My point: a society of broken families is a broken society. Ours is losing its ability to even comprehend the order of Family instituted by our Creator. Not that I have it right, but these answers are almost all entirely wrong. Really though, how concerned should we be with how our State defines Family?

5 comments:

Bryan Cross said...

Thos,

When the state is confused about the true nature of the family, then this leads to (i.e. contributes to) confusion among the citizens regarding the nature of the family. This confusion is in part a result of a rejection of natural law. For example, the word 'sex' (as a noun), which has always been understood as a quality of animals (i.e. male or female) has been replaced (since the 60s) with the word 'gender'. The word 'gender' referred to the masculine or feminine forms of words (el burro, vs. la mesa). Gender was imposed on words; sex, by contrast, was given by nature. We 'sexed' puppies by lifting their tail to determine whether they were *already* male or female. But now we use the word 'gender', because (according to the lie) there is no given. You decide your gender. You decide whether you are male or female (or however many other 'options' there are out there nowadays).

This same constructivism and rejection of natural law applies also the way the family is treated. It has nothing to do with what is given by nature; rather, it depends on how you see yourselves. Do you all see yourselves as a family? Then you're a family. And this is why if you want the baby, it is a baby with rights. If you don't want it, it is a fetus without rights. Constructivism. There is no given. We are gods, ubermensch; we make the world whatever we want it to be.

Given information →
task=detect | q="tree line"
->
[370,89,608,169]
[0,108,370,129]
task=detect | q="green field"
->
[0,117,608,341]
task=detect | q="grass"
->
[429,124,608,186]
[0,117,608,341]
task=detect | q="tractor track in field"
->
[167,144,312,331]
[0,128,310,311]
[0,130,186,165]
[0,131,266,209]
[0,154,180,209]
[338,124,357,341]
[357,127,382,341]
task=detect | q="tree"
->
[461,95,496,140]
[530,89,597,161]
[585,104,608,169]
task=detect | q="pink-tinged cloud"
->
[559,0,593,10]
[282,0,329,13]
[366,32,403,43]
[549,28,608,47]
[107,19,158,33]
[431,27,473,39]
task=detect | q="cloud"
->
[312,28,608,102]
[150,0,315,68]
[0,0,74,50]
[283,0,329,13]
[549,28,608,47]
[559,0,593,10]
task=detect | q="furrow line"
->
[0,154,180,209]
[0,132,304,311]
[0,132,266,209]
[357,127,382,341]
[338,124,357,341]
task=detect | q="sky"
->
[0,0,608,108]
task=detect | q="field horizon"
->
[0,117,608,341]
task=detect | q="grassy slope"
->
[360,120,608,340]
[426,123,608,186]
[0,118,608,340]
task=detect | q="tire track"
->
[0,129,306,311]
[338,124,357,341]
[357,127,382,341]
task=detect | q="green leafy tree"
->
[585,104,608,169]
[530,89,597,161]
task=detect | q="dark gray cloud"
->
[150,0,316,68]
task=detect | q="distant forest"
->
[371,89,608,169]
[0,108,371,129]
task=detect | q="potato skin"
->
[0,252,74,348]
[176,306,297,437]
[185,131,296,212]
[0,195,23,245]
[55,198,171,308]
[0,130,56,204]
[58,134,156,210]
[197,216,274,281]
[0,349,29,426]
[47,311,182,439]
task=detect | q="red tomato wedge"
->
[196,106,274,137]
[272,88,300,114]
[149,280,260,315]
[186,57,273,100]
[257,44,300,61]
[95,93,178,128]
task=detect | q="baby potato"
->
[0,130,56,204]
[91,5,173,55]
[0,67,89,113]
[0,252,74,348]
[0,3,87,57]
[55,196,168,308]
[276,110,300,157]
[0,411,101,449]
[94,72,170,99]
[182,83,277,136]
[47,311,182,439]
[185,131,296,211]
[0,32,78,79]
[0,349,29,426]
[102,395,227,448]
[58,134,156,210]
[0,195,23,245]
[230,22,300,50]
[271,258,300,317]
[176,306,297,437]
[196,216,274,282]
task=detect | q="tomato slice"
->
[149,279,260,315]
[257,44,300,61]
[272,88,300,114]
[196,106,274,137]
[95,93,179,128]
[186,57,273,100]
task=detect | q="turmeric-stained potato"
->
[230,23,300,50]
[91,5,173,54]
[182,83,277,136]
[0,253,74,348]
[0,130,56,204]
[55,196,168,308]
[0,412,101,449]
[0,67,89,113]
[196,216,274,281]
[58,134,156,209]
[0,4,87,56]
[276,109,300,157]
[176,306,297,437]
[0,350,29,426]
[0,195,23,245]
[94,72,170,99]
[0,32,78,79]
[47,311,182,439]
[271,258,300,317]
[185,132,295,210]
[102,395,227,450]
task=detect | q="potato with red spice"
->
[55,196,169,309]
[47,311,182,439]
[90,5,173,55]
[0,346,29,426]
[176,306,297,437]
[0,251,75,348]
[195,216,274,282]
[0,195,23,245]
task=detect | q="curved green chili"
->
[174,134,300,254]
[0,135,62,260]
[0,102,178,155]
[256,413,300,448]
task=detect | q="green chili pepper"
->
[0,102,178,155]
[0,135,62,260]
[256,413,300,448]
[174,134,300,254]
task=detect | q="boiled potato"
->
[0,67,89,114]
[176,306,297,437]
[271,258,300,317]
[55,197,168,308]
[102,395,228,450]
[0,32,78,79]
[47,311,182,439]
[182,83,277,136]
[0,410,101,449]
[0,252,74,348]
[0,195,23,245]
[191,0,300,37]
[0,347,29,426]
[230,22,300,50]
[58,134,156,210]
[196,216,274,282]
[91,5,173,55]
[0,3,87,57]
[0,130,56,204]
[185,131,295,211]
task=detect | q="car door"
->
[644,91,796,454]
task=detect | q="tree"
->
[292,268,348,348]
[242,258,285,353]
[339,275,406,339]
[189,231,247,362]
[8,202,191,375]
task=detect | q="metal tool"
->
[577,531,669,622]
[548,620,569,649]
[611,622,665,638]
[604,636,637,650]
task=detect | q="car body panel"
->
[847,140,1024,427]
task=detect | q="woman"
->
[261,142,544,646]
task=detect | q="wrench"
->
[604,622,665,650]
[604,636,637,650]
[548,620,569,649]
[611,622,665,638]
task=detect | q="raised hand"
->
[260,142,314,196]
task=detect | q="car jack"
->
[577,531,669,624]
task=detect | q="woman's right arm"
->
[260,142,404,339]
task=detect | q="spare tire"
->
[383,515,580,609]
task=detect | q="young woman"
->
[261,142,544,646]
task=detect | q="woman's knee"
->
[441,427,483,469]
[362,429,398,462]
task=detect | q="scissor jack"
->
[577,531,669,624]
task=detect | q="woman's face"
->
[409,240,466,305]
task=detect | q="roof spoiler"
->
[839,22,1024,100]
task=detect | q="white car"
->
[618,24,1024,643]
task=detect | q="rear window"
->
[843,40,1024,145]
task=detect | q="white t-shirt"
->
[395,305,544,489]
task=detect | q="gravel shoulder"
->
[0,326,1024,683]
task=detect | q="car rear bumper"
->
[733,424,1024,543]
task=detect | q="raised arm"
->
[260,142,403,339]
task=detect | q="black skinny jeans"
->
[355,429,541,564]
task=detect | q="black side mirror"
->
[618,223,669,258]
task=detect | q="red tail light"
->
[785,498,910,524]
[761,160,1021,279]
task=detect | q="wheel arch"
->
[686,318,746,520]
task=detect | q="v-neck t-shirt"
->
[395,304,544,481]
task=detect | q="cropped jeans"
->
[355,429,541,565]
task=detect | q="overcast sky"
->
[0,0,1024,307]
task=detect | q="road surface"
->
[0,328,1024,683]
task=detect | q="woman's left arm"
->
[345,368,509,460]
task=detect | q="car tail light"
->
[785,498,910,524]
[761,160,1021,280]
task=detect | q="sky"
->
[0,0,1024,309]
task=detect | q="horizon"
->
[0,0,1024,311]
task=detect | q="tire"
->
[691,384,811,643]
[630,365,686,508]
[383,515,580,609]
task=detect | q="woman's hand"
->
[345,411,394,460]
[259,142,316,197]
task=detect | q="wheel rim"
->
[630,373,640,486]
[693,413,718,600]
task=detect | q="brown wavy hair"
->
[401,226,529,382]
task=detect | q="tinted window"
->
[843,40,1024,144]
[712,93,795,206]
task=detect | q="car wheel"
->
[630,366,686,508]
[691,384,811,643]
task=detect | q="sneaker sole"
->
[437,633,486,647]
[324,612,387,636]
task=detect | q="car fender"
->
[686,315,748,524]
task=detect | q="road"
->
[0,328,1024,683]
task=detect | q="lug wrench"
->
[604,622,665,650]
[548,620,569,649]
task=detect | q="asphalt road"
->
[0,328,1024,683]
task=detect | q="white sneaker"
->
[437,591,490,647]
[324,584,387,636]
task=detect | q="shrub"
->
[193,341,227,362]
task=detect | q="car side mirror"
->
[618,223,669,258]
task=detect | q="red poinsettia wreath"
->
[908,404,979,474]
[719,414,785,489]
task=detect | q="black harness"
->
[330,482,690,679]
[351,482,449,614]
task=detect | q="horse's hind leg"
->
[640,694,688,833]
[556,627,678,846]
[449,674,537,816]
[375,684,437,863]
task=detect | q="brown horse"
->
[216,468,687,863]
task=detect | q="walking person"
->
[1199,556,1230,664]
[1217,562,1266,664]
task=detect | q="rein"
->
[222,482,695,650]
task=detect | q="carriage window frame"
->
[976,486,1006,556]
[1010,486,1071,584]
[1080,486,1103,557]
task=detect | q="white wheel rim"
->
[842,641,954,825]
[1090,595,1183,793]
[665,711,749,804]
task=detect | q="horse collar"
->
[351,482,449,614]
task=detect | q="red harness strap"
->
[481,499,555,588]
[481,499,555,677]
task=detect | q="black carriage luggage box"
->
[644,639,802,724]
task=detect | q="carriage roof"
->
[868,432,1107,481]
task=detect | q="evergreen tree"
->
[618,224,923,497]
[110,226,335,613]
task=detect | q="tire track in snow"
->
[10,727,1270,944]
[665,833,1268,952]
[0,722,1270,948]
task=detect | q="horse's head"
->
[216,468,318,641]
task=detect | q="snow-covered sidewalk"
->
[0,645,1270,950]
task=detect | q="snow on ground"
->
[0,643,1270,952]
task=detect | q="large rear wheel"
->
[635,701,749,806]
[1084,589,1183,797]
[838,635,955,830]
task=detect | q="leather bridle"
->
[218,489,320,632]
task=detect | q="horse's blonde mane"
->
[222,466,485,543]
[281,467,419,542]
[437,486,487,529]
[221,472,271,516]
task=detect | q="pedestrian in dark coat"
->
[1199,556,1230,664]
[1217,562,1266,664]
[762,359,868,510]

The problem →
Continue the text on the state's definition of family from its last sentence. The material is separate from the text about how the state defines family.

The output →
All this comes from the rejection of philosophy (in its classical sense, which included natural law). Without philosophy (and of course without theology), there is only science. But science (in its reductive form) cannot deduce any prescriptives from nature. It can tell you that you have XY chromosomes, but it cannot tell you that you have a soul and that your sexuality comes from your soul, not your chromosomes. Thus it cannot tell you whether you are in *essence* male or female, because it cannot deal with essences at all. The world is thus entirely fluid. Families are whatever we want them to be. And whatever we want them to be now is simply the next stage in the evolutionary development of the family.

So, yes, we should be concerned. But we can't stipulate to the state what families are. We have to retrain our citizens to see the world rightly, for what it is. One way (but not sufficient in itself) of teaching us to see the world rightly, is to have laws that are *not* confused about these things. Laws teach, either for good or for evil.

In the peace of Christ,

- Bryan

Cow Bike Rider said...

I agree with Bryon :)

Tom B. said...

Bryan,

Justice Scalia started his dissent in the landmark case, J.E.B. v. Ala. (holding that the Equal Protection clause prohibits discrimination in jury selection on the basis of gender), with this: "Today's opinion is an inspiring demonstration of how thoroughly up-to-date and right-thinking we Justices are in matters pertaining to the sexes (or as the Court would have it, the genders), and how sternly we disapprove the male chauvinist attitudes of our predecessors."

I was not familiar with the storied background of the perversion of the vernacular use of the word gender, but with Scalia's words ringing in my ears from last semester, I knew you were on track.

But that was just an example of yours...

Your point as I took it was that the State and its laws instruct and provide norms for our society. No argument here, and I realize that we should be concerned that "family" get redefined in a way differently than the natural law.

I admit to you that I feel apathy over the point though; perhaps I shouldn't. I believe the state has let so much go already, that it's a little late to try to put the proverbial genie back in the bottle. To me, when homosexual cohabitants were allowed to adopt and raise infants, the battle was o'er. That fight should have *followed* and not *preceded* the one over whether such cohabitants deserve the title of marriage. But while we slept, the courts introduced infants into their arms.

And the meaning of family, as the state defines it, being thus emaciated, it's hard for me to get worked up over further encroachments. I would agree with you, I think, that I have a high duty to encourage individuals I encounter to a correct view of the natural law on this point. I don't know that I'll be putting political bumper stickers on my car though.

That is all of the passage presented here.